ZITIERTER ABSCHNITT =

※ ※ ※

Eine Dienstleistung kann zum Beispiel sein, dass der Nutzer alle Vertragsdaten zu seinen bestehenden Finanzprodukten verschiedener Versicherer und Versicherungssparten auf einen Blick gebündelt sehen kann. Eine schnelle und einfache Leistungsübersicht, Beitragsmodalitäten, Kündigungsfristen und sogar noch Einsparungspotenzial werden aufgezeigt.
All dies ohne „komplexe“ Gespräche mit einem Berater „der einem am Ende sowieso immer noch etwas verkaufen will, was man ursprünglich gar nicht haben wollte“. Das Budget für Werbung und mediale Präsenz, verbundene mit regelmäßige Wiederholung verführt uns ja auch in anderen Bereichen, dazu darüber nachzudenken, dass wir das Gebotene doch benötigen und eigentlich schon immer haben wollten. 😉
Fintech‘s und der trügerische Schein
Naja und da wir im Zeitalter der modernen Technologie unsere Affinität nur allzu gern ausleben möchten und keinen Trend verschlafen dürfen machen wir einfach mit. Doch was verbirgt sich eigentlich hinter diesen Fintech-Unternehmen? Ein simples Ziel: Geld verdienen. Aber wie? Die Prozesse im Hintergrund laufen weiterhin absolut „Old School“, die Arbeit machen Menschen. Gemeint sind Knip, Clark, GetSafe und Co. Fast wöchentlich erscheint derzeit eine Neue Versicherungs- oder Finanz-App und das natürlich kostenlos. Die übermittelten Vertragsdaten werden eingelesen bzw. eingetragen, bei den Versicherern des Kunden werden sogenannte Betreuungs- und Maklermandate angezeigt und die Daten auf den aktuellsten Stand abgeglichen. Bis zu diesem Zeitpunkt wurde aber noch kein Geld für das Fintec-Unternehmen verdient, sondern sogar noch zusätzliche Kosten produziert, die zwingend wieder eingespielt werden müssen.

※ ※ ※

WAS ZU TUN IST = Führe den obigen Text über Versicherungs-Apps von Fintech-Unternehmen im Anschluss an seinen letzten Satz weiter.

LISTE DER ZEILEN =
※ ※ ※

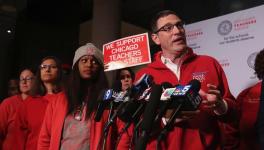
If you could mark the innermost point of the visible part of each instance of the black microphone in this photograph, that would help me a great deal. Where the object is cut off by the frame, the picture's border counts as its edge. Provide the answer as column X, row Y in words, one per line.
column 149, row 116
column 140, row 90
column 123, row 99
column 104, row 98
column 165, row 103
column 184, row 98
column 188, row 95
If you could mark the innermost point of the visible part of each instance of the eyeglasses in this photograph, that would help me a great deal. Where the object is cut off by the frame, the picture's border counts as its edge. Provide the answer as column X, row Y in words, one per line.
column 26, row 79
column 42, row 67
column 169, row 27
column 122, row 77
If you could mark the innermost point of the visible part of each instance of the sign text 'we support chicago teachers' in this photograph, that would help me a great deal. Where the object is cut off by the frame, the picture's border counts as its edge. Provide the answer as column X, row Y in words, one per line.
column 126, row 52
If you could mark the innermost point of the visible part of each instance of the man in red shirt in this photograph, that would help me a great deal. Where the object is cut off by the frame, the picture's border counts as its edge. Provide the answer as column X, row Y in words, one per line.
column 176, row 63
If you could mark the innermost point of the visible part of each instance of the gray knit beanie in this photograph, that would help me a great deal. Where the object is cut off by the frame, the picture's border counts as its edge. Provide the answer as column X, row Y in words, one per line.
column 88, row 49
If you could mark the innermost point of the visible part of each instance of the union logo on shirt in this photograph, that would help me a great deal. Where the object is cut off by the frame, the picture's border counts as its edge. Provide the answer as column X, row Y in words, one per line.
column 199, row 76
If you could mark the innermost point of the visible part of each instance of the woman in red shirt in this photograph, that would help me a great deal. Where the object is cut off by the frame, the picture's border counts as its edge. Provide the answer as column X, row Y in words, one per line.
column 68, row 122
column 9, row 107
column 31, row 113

※ ※ ※

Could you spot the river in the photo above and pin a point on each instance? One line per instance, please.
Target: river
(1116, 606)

※ ※ ※

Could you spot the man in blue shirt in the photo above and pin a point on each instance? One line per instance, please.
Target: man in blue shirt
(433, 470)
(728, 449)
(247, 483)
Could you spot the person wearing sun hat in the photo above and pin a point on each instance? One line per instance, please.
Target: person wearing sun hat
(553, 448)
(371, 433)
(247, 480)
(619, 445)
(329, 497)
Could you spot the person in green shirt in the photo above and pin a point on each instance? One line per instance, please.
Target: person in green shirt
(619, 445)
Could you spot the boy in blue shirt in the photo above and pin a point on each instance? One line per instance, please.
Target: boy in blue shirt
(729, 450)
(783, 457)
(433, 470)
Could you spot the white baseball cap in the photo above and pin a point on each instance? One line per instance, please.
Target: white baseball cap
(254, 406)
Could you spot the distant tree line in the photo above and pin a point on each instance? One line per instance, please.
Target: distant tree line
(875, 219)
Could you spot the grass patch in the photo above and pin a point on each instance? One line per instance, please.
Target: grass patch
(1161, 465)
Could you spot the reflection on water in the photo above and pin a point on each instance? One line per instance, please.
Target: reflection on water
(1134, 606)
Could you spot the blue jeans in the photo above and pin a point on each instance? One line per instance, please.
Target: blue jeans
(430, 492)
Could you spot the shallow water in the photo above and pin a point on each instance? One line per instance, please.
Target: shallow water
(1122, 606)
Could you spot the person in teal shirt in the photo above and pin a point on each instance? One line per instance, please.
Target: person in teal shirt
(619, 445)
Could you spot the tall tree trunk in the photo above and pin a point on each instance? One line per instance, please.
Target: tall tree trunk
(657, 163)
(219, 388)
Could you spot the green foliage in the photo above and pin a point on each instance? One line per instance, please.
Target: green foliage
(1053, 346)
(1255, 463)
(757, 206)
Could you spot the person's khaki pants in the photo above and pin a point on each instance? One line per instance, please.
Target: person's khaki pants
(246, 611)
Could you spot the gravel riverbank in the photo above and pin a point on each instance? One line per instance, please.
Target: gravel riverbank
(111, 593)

※ ※ ※

ERGEBNIS =
So steuert Marktführer Knip zwar auf eine dreiviertel Million Downloads zu, konnte daraus aber bislang nur rund 20.000 Kunden generieren.
„Die Idee der Anbieter sich über das Smartphone ganz nah am Kunden zu platzieren und dabei statt dem Neuabschluß die Bestandspflege zu fokussieren war ebenso trivial wie brilliant“, schwärmt Oliver Pradetto, Geschäftsführer des Maklerpools blau direkt. „Die Idee scheitert jedoch am Zugang zum Kunden. Um einen Kunden zu gewinnen investieren die Anbieter aktuell im Schnitt 1.500 Euro und das sind nur die unmittelbaren Werbungskosten. Die laufenden hohen Investitionen in Technik und Innendienstaufbau erhöhen den Bedarf an Venture-Capital zusätzlich.“ So komme man niemals auf einen grünen Zweig. Selbst wenn es gelänge der Betreuung über Apps eine allgemeine Kunden-Akzeptanz zu geben, so würden die Kosten auf diesem Weg nicht weit genug sinken können, um eine ausreichende Monetarisierung der Idee zu erreichen.
Denn die Fintec -Investoren haben wie wir alle, wenn wir eine Investition tätigen, ein Ziel: Ertrag.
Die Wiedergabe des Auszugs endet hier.